§ **Work required**: Everything in the data must be repeated exactly, apart from the pictures, which are left out.
Data for this exercise section start
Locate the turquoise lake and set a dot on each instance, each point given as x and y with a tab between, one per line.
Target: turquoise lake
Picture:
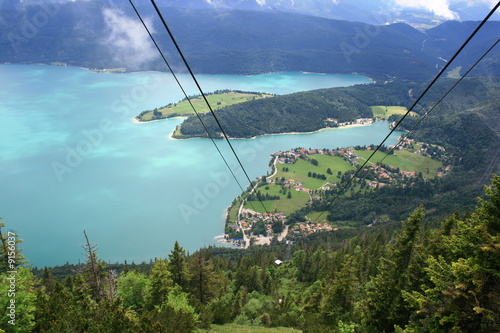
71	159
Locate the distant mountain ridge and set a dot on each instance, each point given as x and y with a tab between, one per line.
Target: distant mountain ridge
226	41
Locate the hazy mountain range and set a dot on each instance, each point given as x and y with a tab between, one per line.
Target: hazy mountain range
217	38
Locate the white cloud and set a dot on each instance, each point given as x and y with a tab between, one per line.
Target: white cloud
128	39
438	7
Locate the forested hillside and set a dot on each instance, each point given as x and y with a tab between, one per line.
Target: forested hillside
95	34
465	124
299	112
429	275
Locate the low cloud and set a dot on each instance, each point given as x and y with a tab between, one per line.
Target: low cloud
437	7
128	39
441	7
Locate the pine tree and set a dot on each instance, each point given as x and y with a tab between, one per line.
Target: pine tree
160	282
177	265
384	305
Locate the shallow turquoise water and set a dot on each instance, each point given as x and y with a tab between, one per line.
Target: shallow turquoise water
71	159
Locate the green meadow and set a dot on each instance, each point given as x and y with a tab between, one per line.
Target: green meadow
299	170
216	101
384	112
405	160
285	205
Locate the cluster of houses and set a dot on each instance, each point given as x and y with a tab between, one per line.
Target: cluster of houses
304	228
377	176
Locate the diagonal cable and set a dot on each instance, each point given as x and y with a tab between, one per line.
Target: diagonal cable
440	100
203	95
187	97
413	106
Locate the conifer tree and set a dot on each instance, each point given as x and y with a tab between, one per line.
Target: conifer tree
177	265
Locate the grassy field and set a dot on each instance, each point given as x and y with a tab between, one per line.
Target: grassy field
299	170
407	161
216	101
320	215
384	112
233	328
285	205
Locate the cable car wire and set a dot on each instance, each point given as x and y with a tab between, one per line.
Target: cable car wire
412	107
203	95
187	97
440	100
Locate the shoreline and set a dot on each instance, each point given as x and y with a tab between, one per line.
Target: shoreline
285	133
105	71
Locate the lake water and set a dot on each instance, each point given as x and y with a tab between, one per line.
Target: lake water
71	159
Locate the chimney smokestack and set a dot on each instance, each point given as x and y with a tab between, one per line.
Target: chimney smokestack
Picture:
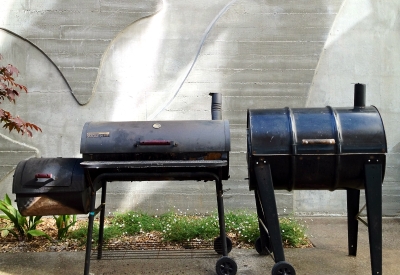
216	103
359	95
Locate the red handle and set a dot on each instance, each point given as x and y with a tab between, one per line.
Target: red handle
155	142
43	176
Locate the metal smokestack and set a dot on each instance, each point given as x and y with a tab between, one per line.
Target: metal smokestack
Data for this exercise section end
§ **Written answer**:
Locate the turquoise lake and set a dot on each instance, each point given as x and y with a tab between, one per line.
Target: turquoise lake
Picture:
71	159
Locate the distant mountain ridge and set a dot on each instance, each point given as x and y with a tab between, one per line.
Target: distant mountain ridge
226	41
Locate the hazy mountain range and set a dot on each instance, each point given as x and y with a tab between, one per line.
Target: hazy mountain range
217	38
Locate the white cloud and set a dot on each instance, each point given as x and y with a tab between, one per line.
Target: white cloud
128	39
438	7
Locate the forested hillside and set a dot on each instance, each point given as x and y with a tab between, one per line.
Target: forested hillside
95	34
465	124
299	112
429	275
Locate the low cloud and set a dot on each instance, each point given as x and y with a tab between, one per line.
Target: low cloud
437	7
128	39
441	7
Locate the pine tree and set a dot on each instance, each point given as x and y with a tab between, one per line.
Target: pine tree
160	282
177	265
384	305
Locate the shallow turquoise water and set a dot on each instance, each point given as x and y with a tab between, one per line.
Target: shallow turquoise water
71	159
Locate the green meadow and set a dot on each instance, each point given as x and y with a tab between, one per line.
Target: green meadow
299	170
216	101
384	112
405	160
285	205
Locate the cluster of houses and set a dot on each instance, each point given as x and y with a tab between, one per line.
Target: cluster of houses
304	228
377	176
Locate the diagonal cable and set a dot on each instance, each point given as x and y with a tab between, one per line.
Target: diagonal cable
440	100
203	95
187	97
413	106
Locate the conifer tree and set a dot on each instance, each point given as x and y with a tab between, one per line.
Target: conifer tree
177	265
Locate the grassy field and set a dot on each instance, each point given as x and y with a tab between, one per line.
Target: grassy field
299	170
407	161
216	101
320	215
384	112
233	328
285	205
Locate the cable car wire and set a dot on each instance, each point given as x and y with a tab between, one per line.
Target: cable car wire
412	107
203	95
187	97
440	100
Locate the shoreline and set a dot on each instance, each point given as x and y with a tab between, one per line.
Target: shoreline
285	133
105	71
Locate the lake water and set a dot on each instance, each point given as x and y with a tab between, one per line.
Target: lake water
71	159
Locate the chimney smokestack and set a dot on each instance, each point given as x and y with a tab between, one per line.
Target: chimney smokestack
Picture:
216	103
359	95
Locate the red handle and set a dot on each instance, each point given as x and y with a tab between, one per line.
Target: red handle
155	142
43	176
Locate the metal smokestack and set a dot on each instance, each point given as x and y with a tab between, one per line.
Target: metal smokestack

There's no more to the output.